Set exercise
Collect every line in the data below that contains the string "window", treating uppercase and lowercase as different, and copy each one out in full.

Data entries:
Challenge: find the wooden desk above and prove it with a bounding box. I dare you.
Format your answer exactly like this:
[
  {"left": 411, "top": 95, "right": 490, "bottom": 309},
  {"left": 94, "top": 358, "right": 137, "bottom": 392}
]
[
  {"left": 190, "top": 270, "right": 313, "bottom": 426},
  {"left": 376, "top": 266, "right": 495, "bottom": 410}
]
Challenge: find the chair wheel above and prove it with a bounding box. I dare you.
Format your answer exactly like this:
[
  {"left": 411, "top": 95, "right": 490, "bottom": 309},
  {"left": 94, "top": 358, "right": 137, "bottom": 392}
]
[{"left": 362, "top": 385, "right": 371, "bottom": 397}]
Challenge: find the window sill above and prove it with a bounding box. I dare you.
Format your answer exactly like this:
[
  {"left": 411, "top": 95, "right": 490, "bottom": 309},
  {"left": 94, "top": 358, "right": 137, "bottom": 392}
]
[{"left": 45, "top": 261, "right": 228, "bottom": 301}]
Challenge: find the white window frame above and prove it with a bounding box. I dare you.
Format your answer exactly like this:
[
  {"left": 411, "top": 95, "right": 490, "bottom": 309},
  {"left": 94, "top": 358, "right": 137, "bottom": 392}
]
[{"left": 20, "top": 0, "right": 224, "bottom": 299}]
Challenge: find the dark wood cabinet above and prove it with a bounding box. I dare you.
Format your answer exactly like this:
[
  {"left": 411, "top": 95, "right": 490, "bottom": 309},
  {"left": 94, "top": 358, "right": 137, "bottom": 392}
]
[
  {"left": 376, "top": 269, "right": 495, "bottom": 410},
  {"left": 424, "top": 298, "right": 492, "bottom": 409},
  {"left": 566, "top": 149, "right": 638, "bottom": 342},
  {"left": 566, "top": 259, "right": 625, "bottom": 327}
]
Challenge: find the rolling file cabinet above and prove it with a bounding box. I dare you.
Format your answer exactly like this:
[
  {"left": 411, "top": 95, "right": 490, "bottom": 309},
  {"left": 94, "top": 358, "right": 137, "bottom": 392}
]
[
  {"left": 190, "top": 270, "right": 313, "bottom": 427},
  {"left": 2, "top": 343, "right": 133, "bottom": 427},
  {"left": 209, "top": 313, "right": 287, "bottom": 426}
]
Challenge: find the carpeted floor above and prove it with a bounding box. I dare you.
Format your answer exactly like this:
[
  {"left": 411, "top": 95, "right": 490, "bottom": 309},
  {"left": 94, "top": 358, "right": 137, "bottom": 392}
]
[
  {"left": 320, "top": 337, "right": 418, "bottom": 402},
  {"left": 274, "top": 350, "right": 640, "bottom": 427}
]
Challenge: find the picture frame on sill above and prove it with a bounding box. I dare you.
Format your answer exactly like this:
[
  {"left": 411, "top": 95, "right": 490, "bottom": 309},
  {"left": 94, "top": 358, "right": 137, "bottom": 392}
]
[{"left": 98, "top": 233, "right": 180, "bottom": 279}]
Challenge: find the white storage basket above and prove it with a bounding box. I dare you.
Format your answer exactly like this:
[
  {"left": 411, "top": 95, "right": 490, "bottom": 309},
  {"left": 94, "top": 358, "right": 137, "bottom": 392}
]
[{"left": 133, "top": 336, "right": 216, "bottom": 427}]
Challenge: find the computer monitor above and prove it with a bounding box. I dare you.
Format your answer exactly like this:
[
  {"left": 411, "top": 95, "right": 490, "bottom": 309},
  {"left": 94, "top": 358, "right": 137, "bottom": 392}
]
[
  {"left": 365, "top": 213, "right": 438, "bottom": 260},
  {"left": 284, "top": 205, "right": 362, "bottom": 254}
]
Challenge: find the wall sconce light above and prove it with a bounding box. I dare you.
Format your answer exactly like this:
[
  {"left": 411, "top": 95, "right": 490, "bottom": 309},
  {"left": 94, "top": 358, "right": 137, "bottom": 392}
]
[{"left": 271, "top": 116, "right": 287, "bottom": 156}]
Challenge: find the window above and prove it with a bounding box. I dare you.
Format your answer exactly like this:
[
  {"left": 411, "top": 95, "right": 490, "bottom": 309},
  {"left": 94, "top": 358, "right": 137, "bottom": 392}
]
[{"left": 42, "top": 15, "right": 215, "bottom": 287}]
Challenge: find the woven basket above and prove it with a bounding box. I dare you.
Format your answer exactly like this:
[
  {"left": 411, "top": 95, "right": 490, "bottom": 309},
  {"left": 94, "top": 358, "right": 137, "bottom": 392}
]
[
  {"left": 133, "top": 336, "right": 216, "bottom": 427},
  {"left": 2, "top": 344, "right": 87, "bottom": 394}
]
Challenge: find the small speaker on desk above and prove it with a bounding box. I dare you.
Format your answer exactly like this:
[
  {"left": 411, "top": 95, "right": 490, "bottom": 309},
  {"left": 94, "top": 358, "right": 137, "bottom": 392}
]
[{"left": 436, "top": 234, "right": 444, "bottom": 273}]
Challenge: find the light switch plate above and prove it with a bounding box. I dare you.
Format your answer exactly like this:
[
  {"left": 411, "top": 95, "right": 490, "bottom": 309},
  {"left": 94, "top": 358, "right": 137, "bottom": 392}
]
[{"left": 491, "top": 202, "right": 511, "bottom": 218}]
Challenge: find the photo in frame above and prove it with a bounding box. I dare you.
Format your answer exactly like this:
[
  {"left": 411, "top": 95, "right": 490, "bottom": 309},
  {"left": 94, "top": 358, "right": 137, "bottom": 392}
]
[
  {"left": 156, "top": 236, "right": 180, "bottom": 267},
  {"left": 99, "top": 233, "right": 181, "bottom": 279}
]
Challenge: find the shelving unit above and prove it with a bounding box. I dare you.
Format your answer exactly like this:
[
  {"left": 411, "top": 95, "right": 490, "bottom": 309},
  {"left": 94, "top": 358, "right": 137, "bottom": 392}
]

Task output
Challenge: find the window sill above and prove it with a bounding box. I dare you.
Challenge: find the white window frame above and prove it with a bounding box. I dare you.
Challenge: find the window above and prove it with a bounding box. I dare you.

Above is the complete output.